— Start of SELECTED PASSAGE —

• Stars
    star
    127
  • Rank 282,790 (Top 6 %)
  • Language
    Python
  • License
    Other
  • Created about 5 years ago
  • Updated over 1 year ago

Reviews

There are no reviews yet. Be the first to send feedback to the community and the maintainers!

Repository Details

A toolbox for differentially private data generation

Private Data Generation Toolbox

The goal of this toolbox is to make private generation of synthetic data samples accessible to machine learning practitioners. It currently implements 5 state of the art generative models that can generate differentially private synthetic data. We evaluate the models on 4 public datasets from domains where privacy of sensitive data is paramount. Users can benchmark the models on the existing datasets or feed a new sensitive dataset as an input and get a synthetic dataset as the output which can be distributed to third parties with strong differential privacy guarantees.

Models :

PATE-GAN : PATE-GAN : Generating Synthetic Data with Differential Privacy Guarantees. ICLR 2019

DP-WGAN : Implementation of private Wasserstein GAN using noisy gradient descent moments accountant.

RON-GAUSS : Enhancing Utility in Non-Interactive Private Data Release, Proceedings on Privacy Enhancing Technologies (PETS), vol. 2019, no. 1, 2018

Private IMLE : Implementation of private Implicit Maximum Likelihood Estimation using noisy gradient descent and moments accountant.

— End of SELECTED PASSAGE —
— Start of DATA EXCERPTS —

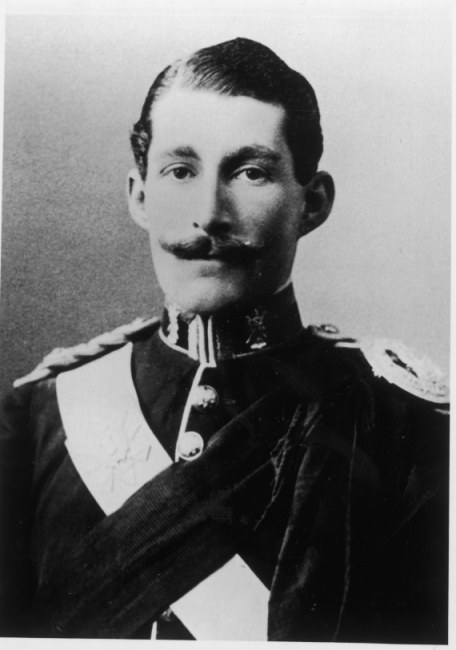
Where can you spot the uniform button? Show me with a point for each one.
(205, 398)
(190, 445)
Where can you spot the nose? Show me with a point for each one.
(214, 211)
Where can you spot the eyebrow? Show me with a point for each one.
(231, 158)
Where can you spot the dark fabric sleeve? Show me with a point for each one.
(16, 577)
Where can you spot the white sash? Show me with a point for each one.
(115, 453)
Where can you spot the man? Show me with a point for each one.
(227, 473)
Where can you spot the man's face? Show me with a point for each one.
(220, 202)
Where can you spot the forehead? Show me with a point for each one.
(212, 121)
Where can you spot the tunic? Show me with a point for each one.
(329, 483)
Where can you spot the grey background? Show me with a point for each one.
(73, 263)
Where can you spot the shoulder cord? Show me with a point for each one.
(66, 358)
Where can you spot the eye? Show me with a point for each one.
(179, 172)
(254, 175)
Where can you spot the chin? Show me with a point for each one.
(205, 296)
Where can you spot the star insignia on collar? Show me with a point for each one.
(257, 330)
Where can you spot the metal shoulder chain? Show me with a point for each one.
(65, 358)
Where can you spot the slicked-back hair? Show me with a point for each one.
(242, 67)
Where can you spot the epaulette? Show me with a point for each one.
(65, 358)
(395, 362)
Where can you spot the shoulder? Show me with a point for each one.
(388, 364)
(62, 359)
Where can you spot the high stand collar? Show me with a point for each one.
(235, 332)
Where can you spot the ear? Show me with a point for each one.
(135, 196)
(319, 198)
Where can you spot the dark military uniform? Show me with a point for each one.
(239, 438)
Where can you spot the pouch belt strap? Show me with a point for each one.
(115, 454)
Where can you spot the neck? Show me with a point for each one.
(233, 332)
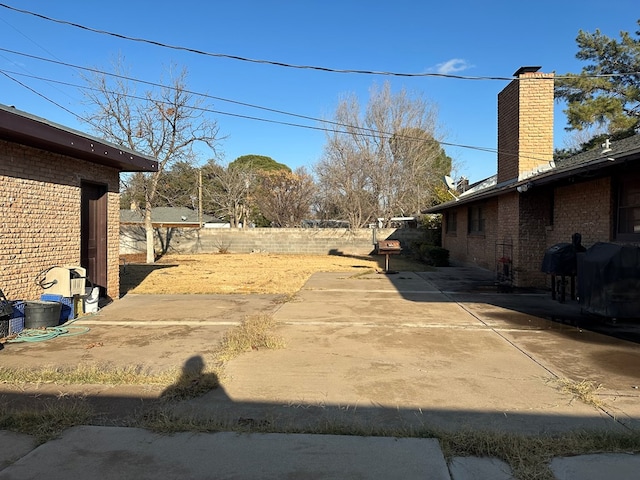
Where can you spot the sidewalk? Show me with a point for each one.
(406, 350)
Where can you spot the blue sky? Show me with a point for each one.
(472, 38)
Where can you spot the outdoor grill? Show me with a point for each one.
(386, 248)
(561, 261)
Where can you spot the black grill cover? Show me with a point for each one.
(609, 280)
(560, 259)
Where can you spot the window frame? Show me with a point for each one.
(627, 204)
(451, 222)
(476, 220)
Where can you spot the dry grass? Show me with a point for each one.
(193, 380)
(46, 422)
(584, 390)
(85, 374)
(245, 273)
(254, 333)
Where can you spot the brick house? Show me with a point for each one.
(507, 222)
(59, 202)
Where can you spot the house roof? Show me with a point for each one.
(616, 153)
(26, 129)
(167, 216)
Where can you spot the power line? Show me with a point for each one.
(44, 97)
(289, 65)
(240, 58)
(367, 132)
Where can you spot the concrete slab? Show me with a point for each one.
(153, 332)
(116, 453)
(619, 466)
(13, 446)
(475, 468)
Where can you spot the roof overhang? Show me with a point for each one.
(599, 165)
(25, 129)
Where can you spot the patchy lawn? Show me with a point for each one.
(243, 273)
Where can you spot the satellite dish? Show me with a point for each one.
(451, 185)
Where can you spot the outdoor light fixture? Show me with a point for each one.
(524, 187)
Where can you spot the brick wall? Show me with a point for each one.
(310, 241)
(40, 216)
(525, 125)
(534, 219)
(585, 208)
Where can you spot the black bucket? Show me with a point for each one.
(39, 314)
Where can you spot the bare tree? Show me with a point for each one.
(383, 163)
(284, 198)
(166, 124)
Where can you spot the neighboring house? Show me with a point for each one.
(507, 222)
(59, 202)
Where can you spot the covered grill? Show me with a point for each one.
(561, 261)
(388, 247)
(609, 280)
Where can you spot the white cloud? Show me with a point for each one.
(454, 65)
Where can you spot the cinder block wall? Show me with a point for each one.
(321, 241)
(40, 216)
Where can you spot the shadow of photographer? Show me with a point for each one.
(193, 381)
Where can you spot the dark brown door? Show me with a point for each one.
(93, 242)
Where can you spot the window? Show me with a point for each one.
(628, 225)
(476, 220)
(451, 222)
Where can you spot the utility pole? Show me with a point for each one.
(200, 197)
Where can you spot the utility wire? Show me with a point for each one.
(368, 132)
(44, 96)
(243, 59)
(283, 64)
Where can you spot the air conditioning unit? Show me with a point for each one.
(67, 281)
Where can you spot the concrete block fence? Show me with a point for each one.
(308, 241)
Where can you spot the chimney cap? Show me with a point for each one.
(522, 70)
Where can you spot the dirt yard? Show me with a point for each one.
(244, 273)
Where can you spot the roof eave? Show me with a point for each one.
(544, 178)
(25, 129)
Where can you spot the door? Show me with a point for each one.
(93, 241)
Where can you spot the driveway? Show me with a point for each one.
(412, 350)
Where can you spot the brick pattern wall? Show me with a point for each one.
(309, 241)
(534, 216)
(40, 216)
(585, 208)
(477, 250)
(525, 125)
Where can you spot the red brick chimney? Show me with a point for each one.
(525, 124)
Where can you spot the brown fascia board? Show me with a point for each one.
(556, 175)
(23, 128)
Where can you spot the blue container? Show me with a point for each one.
(16, 321)
(67, 311)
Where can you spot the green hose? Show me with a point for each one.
(39, 335)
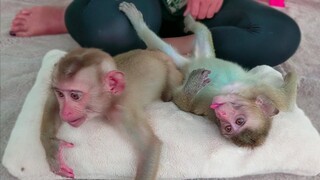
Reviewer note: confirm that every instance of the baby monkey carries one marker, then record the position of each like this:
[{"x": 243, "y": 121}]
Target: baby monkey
[
  {"x": 238, "y": 101},
  {"x": 88, "y": 83}
]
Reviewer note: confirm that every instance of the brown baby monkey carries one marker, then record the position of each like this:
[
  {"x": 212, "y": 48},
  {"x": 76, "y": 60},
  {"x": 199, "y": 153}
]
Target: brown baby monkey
[
  {"x": 241, "y": 103},
  {"x": 89, "y": 83}
]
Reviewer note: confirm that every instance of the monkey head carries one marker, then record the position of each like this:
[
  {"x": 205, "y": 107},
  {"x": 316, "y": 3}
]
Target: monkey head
[
  {"x": 85, "y": 90},
  {"x": 245, "y": 121}
]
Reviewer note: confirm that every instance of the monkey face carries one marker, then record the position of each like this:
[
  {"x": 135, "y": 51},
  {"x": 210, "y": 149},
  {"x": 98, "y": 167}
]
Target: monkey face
[
  {"x": 235, "y": 113},
  {"x": 75, "y": 96},
  {"x": 71, "y": 106}
]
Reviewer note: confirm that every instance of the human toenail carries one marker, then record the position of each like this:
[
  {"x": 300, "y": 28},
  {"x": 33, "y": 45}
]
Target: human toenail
[{"x": 12, "y": 33}]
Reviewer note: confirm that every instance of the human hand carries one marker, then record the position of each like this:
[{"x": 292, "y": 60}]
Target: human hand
[{"x": 202, "y": 9}]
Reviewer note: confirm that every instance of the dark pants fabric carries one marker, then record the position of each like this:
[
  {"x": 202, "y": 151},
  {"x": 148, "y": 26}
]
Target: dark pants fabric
[{"x": 243, "y": 31}]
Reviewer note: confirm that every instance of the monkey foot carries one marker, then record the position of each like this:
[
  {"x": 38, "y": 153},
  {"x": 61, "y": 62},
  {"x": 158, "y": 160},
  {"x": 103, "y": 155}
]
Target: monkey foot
[
  {"x": 38, "y": 20},
  {"x": 197, "y": 80}
]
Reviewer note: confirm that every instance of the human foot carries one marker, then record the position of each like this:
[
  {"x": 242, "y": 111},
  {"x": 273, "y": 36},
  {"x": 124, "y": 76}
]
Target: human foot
[{"x": 39, "y": 20}]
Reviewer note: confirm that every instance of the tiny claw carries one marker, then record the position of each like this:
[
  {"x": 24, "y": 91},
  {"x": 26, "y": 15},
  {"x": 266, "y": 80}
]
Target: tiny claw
[{"x": 12, "y": 33}]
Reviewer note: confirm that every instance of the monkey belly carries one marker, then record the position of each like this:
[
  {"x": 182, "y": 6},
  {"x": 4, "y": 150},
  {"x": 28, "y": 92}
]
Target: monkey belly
[{"x": 146, "y": 74}]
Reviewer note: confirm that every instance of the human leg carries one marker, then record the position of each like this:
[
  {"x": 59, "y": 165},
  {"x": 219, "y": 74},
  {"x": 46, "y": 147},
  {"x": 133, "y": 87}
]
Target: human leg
[
  {"x": 251, "y": 34},
  {"x": 100, "y": 24},
  {"x": 39, "y": 20}
]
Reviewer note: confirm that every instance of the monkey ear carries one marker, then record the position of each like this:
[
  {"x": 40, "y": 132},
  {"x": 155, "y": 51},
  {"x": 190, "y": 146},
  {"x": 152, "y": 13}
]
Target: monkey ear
[
  {"x": 114, "y": 82},
  {"x": 266, "y": 105}
]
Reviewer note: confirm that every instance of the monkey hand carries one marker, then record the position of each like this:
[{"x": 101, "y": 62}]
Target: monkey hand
[
  {"x": 197, "y": 80},
  {"x": 57, "y": 164},
  {"x": 189, "y": 24},
  {"x": 134, "y": 15}
]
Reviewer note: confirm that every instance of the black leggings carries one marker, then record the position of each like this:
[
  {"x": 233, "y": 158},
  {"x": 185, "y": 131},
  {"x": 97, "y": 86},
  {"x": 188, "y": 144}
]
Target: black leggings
[{"x": 243, "y": 31}]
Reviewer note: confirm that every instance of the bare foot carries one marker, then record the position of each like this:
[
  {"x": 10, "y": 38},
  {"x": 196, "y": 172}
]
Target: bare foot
[{"x": 39, "y": 20}]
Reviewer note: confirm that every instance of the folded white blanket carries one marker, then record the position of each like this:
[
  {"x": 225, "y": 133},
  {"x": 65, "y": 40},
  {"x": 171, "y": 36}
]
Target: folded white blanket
[{"x": 192, "y": 145}]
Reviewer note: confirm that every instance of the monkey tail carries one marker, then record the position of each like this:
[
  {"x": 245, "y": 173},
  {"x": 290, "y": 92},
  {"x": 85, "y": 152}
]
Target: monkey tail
[{"x": 290, "y": 87}]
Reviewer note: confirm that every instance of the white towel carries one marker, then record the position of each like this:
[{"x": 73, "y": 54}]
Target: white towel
[{"x": 192, "y": 145}]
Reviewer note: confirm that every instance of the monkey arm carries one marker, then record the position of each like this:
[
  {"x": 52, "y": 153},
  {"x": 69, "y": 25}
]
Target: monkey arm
[
  {"x": 283, "y": 97},
  {"x": 204, "y": 45},
  {"x": 186, "y": 97},
  {"x": 53, "y": 146}
]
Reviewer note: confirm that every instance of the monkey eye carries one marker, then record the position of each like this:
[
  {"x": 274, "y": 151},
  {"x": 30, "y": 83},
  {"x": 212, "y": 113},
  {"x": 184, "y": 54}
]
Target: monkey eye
[
  {"x": 75, "y": 95},
  {"x": 59, "y": 93},
  {"x": 240, "y": 121},
  {"x": 228, "y": 128}
]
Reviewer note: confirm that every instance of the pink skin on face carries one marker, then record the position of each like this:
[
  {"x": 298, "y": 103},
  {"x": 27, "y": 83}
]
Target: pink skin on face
[{"x": 72, "y": 106}]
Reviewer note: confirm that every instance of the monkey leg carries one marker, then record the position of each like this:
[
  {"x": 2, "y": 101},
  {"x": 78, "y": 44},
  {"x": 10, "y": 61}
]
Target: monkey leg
[
  {"x": 203, "y": 45},
  {"x": 149, "y": 37},
  {"x": 197, "y": 80}
]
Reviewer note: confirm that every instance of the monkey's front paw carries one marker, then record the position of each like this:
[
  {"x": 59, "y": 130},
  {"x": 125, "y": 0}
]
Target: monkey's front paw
[
  {"x": 188, "y": 23},
  {"x": 57, "y": 165},
  {"x": 131, "y": 11},
  {"x": 199, "y": 78}
]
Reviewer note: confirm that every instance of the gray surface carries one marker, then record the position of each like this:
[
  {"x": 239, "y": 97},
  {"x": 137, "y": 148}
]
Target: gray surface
[{"x": 21, "y": 60}]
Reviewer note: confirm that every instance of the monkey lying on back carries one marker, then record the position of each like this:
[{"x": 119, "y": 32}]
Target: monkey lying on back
[
  {"x": 89, "y": 83},
  {"x": 243, "y": 104}
]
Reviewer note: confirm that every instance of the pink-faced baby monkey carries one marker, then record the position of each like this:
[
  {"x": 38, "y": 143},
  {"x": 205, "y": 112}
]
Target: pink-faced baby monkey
[
  {"x": 240, "y": 103},
  {"x": 89, "y": 83}
]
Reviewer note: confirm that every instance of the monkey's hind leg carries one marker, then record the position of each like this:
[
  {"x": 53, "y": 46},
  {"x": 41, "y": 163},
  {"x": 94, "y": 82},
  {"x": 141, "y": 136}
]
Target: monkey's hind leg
[{"x": 184, "y": 96}]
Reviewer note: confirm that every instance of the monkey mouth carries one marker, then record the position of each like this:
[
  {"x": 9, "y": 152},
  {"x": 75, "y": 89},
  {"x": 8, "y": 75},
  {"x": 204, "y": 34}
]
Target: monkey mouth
[{"x": 77, "y": 122}]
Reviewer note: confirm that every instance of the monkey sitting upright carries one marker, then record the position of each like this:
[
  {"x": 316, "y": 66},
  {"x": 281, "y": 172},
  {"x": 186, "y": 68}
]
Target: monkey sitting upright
[
  {"x": 89, "y": 83},
  {"x": 243, "y": 104}
]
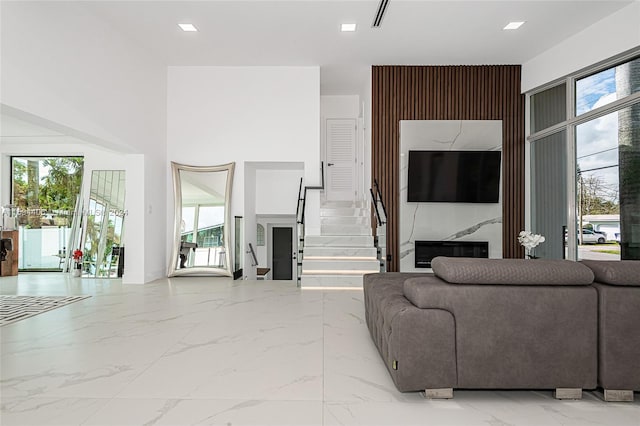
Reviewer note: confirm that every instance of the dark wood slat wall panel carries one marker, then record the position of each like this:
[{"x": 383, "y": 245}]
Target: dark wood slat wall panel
[{"x": 487, "y": 92}]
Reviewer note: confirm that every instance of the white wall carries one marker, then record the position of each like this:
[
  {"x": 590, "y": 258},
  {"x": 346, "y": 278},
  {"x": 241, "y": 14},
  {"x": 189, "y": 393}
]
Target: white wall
[
  {"x": 447, "y": 221},
  {"x": 612, "y": 35},
  {"x": 96, "y": 158},
  {"x": 277, "y": 191},
  {"x": 70, "y": 69},
  {"x": 264, "y": 115},
  {"x": 366, "y": 125}
]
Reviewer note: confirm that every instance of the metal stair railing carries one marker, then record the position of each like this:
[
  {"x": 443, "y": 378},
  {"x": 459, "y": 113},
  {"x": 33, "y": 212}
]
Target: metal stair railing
[
  {"x": 381, "y": 228},
  {"x": 300, "y": 215}
]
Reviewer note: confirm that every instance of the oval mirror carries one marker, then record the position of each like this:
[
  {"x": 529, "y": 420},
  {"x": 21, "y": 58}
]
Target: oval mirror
[{"x": 202, "y": 197}]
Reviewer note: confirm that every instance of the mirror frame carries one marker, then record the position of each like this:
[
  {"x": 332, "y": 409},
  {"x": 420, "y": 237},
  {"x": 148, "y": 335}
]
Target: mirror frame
[{"x": 177, "y": 217}]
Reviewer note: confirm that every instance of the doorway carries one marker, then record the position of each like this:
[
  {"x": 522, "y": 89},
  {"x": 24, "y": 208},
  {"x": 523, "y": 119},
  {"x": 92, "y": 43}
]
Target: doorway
[
  {"x": 283, "y": 256},
  {"x": 44, "y": 191},
  {"x": 342, "y": 164}
]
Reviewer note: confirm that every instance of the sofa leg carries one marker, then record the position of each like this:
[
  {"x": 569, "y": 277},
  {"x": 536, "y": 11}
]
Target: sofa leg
[
  {"x": 614, "y": 395},
  {"x": 568, "y": 393},
  {"x": 443, "y": 393}
]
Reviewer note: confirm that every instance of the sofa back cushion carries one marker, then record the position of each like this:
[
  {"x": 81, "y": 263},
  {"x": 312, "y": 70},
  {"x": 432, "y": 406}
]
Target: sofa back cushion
[
  {"x": 461, "y": 270},
  {"x": 615, "y": 272}
]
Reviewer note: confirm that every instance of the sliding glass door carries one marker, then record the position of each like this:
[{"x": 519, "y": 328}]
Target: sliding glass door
[
  {"x": 585, "y": 164},
  {"x": 44, "y": 190}
]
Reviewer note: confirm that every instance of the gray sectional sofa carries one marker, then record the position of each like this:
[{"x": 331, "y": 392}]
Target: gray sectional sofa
[
  {"x": 618, "y": 286},
  {"x": 497, "y": 324}
]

— End of DATA EXCERPTS —

§ **REQUESTS**
- A) Rewrite the paragraph in the toolbox page that begins "The goal of this toolbox" as a short bulleted list that keeps its main facts.
- B) Return everything in the toolbox page from "RON-GAUSS : Enhancing" down to "and moments accountant.", copied word for word.

§ **SOLUTION SET**
- A)
- The toolbox aims to make private generation of synthetic data samples accessible to machine learning practitioners.
- It implements 5 state-of-the-art generative models that produce differentially private synthetic data.
- The models are evaluated on 4 public datasets from domains where the privacy of sensitive data is paramount.
- Users can benchmark the models on the existing datasets. They can also input a new sensitive dataset and receive a synthetic dataset that can be shared with third parties under strong differential privacy guarantees.

- B)
RON-GAUSS : Enhancing Utility in Non-Interactive Private Data Release, Proceedings on Privacy Enhancing Technologies (PETS), vol. 2019, no. 1, 2018

Private IMLE : Implementation of private Implicit Maximum Likelihood Estimation using noisy gradient descent and moments accountant.